**** Study text ****

The good news is this 2011 remake from writer-director Craig Brewer (“Hustle and Flow”, the terrific “Blake Snake Moan”) isn’t much different from the beloved 1984 original. The bad news is...well, have you watched the original in the last fifteen years or so? Yeah, so maybe there is no good news after all. The soundtrack is still great, the acting isn’t bad, but the story just doesn’t work (I also prefer watching Jennifer Beals dance to Kevin Bacon, sorry but it’s true). I don’t even think the story was terribly plausible in 1984, either. It seemed more indicative of the 1950s and Elvis the Pelvis to me. In this remake Brewer tries his best to cover for this absurd story of a hick town banning loud music, teenagers out after curfew, and dancing. I admire the ballsy opening of following up a rousing dancing session set to the Kenny Loggins title track (played again at the end by country crooner Blake Shelton in rather respectful fashion) with a car accident. It takes the wind out of the audience, who were just about set for a fun time. It does not, however make this story any less dumb-arse, and I just don’t understand what appeal it had to a normally interesting filmmaker like Brewer. I don’t want to call him a sell-out, but it sure looks like it, because the film doesn’t offer anything deep. That would be fine if not for the fact that it’s so stupid and clichéd, in addition to being a remake of an MTV-era bubblegum film. It’s actually weaker than the original, if you ask me. Look, maybe I have it wrong. Maybe some of you will tell me that hick bible-belt towns like this still exist, but I didn’t buy it as presented to me by Brewer. I didn’t believe Dennis Quaid’s humourless preacher banning everybody’s fun anymore than I believed Wormald’s fake-arse Bah-stan accent (weird that he actually is from Boston apparently), or that kids in 2011 would listen to Quiet Riot’s brilliant headbanger ‘Metal Health (Bang Your Head)’ or Deniece Williams’ infectious ‘Let’s Hear it for the Boy’. The only place you hear those songs (outside of my house) these days is in the movies. Just ‘coz they were in the original, doesn’t mean they work in 2011. I know Brewer kinda had to include them, but he didn’t need to make the movie at all if you ask me.


Poor Dennis Quaid hasn’t got a chance in the preacher role, and he plays it like he completely disagrees with his character’s beliefs and actions. The character was a bit over-the-top in the original, but at least you couldn’t say John Lithgow was miscast in the role. Quaid just seems to have too much of a laidback, easygoing presence on screen and isn’t right for the part, and there’s something indefinable in his performance that suggests he knows it (Eventually Brewer seems to realise it too and lets the character off a lot easier than Lithgow was afforded). Sure, Lithgow is capable of being affable on screen, but Quaid (a good and charming actor in the right role) simply doesn’t speak bible-thumping, rock ‘n’ roll-hating preacher to me, and giving him a rationale behind his behaviour seemed tacked-on and contrived to me. Lithgow I could see hating rock music, but Quaid? Didn’t he play Jerry Lee Lewis once? I don’t blame Quaid if he didn’t believe in his character. There’s some really wonky logic going on. He and several other of the town’s adults have a supposed opposition to ‘certain kinds of music’, and based on one remark from the school principal, I’m gonna suggest they’re talking about hip-hop. Here’s the problem, though. Not even the film’s few African-American characters seem to be particularly into that thar hippity hop music. Hell, one of the film’s biggest dance routines and musical interludes is a boot scootin’ boogie (not sure whether the aforementioned African-American characters were present in this scene, though). This is Hicksville USA, not to mention a town that banned dancing and loud music several years back. I doubt Jay-Zed (Shut up, it’s Zed, not Zee!) and Snoopy Doggy Woggy are very much in this public’s discourse (though some of the dancing is probably hip-hop influenced). In fact, the Patrick Flueger character is anything but a hippity hop guy yet it doesn’t stop him from Chris Browning a girl at one point. Even heavy metal is unlikely to be on most of these people’s radars, as it’s outsider Wormald who listens to Quiet Riot. This seemed like a major oversight to me, because the music in the film seemed pretty old-fashioned and non-controversial to my ears (Brewer even throws in some of his beloved blues). Do people even boot scoot anymore? The closest we get to hip-hop is a DJ doing his best to ruin Kenny Loggins’ title track at the beginning of the film by talking over it.

**** Information supplied ****

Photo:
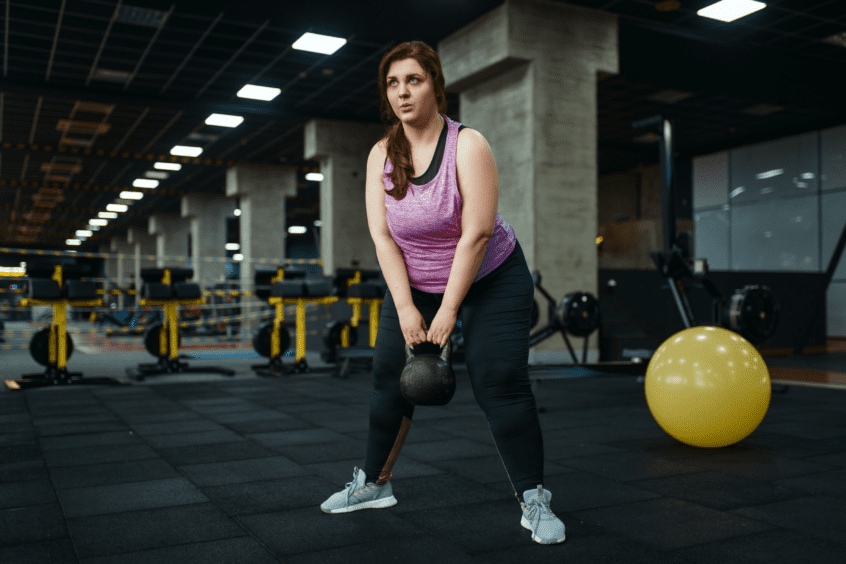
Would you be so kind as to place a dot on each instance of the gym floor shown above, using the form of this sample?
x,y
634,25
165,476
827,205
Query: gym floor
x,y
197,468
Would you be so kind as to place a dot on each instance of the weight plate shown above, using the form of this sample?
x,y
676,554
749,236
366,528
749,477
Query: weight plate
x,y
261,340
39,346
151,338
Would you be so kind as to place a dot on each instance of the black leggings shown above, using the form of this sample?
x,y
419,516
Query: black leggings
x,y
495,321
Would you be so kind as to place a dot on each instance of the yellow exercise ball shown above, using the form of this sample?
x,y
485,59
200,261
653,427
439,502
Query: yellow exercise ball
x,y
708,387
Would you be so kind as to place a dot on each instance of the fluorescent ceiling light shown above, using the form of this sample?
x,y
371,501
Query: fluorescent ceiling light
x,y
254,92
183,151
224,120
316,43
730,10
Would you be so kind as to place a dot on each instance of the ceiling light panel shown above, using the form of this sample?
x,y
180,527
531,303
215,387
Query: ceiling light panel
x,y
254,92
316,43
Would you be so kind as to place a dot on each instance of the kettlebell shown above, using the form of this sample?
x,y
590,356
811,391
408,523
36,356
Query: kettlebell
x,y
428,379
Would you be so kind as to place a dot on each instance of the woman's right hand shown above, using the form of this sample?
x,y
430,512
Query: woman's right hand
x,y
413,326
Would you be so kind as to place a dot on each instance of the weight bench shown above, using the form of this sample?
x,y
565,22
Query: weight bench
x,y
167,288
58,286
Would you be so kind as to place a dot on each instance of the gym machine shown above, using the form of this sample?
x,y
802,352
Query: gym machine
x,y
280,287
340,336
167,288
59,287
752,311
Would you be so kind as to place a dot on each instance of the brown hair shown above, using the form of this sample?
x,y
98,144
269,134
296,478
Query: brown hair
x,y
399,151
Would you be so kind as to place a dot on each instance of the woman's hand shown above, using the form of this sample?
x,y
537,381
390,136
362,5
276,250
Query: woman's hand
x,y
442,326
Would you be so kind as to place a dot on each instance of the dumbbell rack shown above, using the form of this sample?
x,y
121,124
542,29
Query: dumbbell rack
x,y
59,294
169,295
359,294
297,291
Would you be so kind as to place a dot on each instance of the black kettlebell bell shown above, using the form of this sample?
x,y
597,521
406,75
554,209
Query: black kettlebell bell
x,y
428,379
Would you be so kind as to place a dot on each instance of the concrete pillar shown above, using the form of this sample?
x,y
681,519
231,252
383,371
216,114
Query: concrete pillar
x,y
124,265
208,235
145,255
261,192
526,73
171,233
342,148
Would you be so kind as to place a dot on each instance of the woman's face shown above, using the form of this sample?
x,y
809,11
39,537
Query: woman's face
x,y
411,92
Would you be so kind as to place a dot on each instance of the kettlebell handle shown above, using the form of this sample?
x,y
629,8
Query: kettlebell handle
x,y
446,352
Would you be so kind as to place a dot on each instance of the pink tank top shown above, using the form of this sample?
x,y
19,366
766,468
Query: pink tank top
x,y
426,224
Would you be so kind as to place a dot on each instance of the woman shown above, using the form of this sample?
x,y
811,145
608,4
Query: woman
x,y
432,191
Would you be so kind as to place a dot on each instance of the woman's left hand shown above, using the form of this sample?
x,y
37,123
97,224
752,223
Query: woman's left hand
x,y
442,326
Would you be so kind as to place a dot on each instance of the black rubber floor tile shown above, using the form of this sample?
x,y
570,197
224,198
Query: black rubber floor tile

****

What is being asked:
Continue the movie review from the end of its last paragraph.

Response to this exercise:
The problems don’t end there, however. Brewer’s casting of two dancers in the lead roles has mixed success. Wormald looks a bit like a young Johnny Depp and is generally OK in the Kevin Bacon role. It’s not like Bacon was back in 84 the talent he is now, and Wormald is certainly more talented and charismatic than say, Taylor Lautner and Robert Pattinson. He also doesn’t give you any indication that I could see that he’s a dancer attempting to act. He’s no De Niro by a long shot, but he’s not amateurish or lost at sea, either. But Julianne Hough? Oh dear lord. Putting aside the fact that the supposedly mid-20s Hough looks to be at least 32 (I know I’m not the first to say this, so I don’t feel so bad picking on her) in most scenes, she has a completely irritating screen presence. Whether it’s her constant hip-swaying strut as though she’s looking for her pole, or her similarly ever-present ‘I’m so hot’ smile, the girl appears to not have a humble bone in her tiny body. I’m not sure whether it’s because she comes from a dance background, but everything about her is so calculated, choreographed, and self-absorbedly attention-seeking. If she’s to have a future in movies, I suggest someone tells her that there’s a difference between acting out a part in a dance routine and movie acting. I’m no expert on either, but from what I do know, the former seems to require the audience to pay very close attention to everything Hough is doing, whereas in acting, it’s usually the case that you’re trying to seem natural, not giving a performance even though you actually are. So I found Hough’s every moment on screen excruciating, whether she can dance or not. Perhaps she wanted her character to come across that way, perhaps she’s a self-absorbed person in real-life (she certainly seems to think she’s hot on the basis of her performance here), or perhaps she just has a lot to learn about acting in film.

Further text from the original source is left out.